■ Extracted text ■
Mast cell stabilizers. The first mast cell stabilizer to appear on the market was cromolyn sodium. Newer agents, including nedocromil, lodoxamide, and pemirolast, are more effective.10-12 These drops generally require a loading period of several weeks and need to be used regularly regardless of whether symptoms are present, since they must keep the mast cells constantly stabilized in the face of allergen exposure. In contrast, antihistamines relieve the effects of histamine after it is released and therefore can be taken even during a full-blown allergic reaction.
Multi-action drugs. Olopatadine, azelastine, and ketotifen combine antihistaminic and mast cell–stabilizing activity. Olopatadine is indicated for the treatment of all signs and symptoms of allergic conjunctivitis and even when used for allergic rhinitis shows some benefit in patients who have both conditions.13 Azelastine is indicated only for treatment of itching, and ketotifen is indicated for temporary prevention of itching.
New agents. A new formulation of the olopatadine molecule in a more potent concentration (0.2%) has been shown to last 16 to 24 hours, which allows for a once-daily regimen. It has been shown to be a very potent mast cell stabilizer. Epinastine is a newer antihistamine with mast cell–stabilizing activity that lasts for 8 to 12 hours.14,15
Oral antihistamines do not relieve the symptoms of allergic conjunctivitis effectively and may even exacerbate them due to their impact on tear production. Comparative studies have shown that local treatment is superior to systemic treatment.16 Furthermore, even newer antihistamines, such as loratadine, have been shown to cause ocular drying, which results in less dilution of allergens from the ocular surface and less dilution of mediators once an allergic reaction ensues.17 Drying also increases the patient’s discomfort and decreases his tolerance to conditions that predispose to drying, such as working on a computer.

■ Data ■
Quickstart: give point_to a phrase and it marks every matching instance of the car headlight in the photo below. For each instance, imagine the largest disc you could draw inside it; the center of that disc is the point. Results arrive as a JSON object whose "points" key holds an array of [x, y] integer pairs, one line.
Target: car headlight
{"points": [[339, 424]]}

■ What the task requires ■
Could you quote the passage on allergic conjunctivitis treatments word for word, starting with "Multi-action drugs. Olopatadine, azelastine, and" and going on through "prevention of itching."?

■ Answer to this exercise ■
Multi-action drugs. Olopatadine, azelastine, and ketotifen combine antihistaminic and mast cell–stabilizing activity. Olopatadine is indicated for the treatment of all signs and symptoms of allergic conjunctivitis and even when used for allergic rhinitis shows some benefit in patients who have both conditions.13 Azelastine is indicated only for treatment of itching, and ketotifen is indicated for temporary prevention of itching.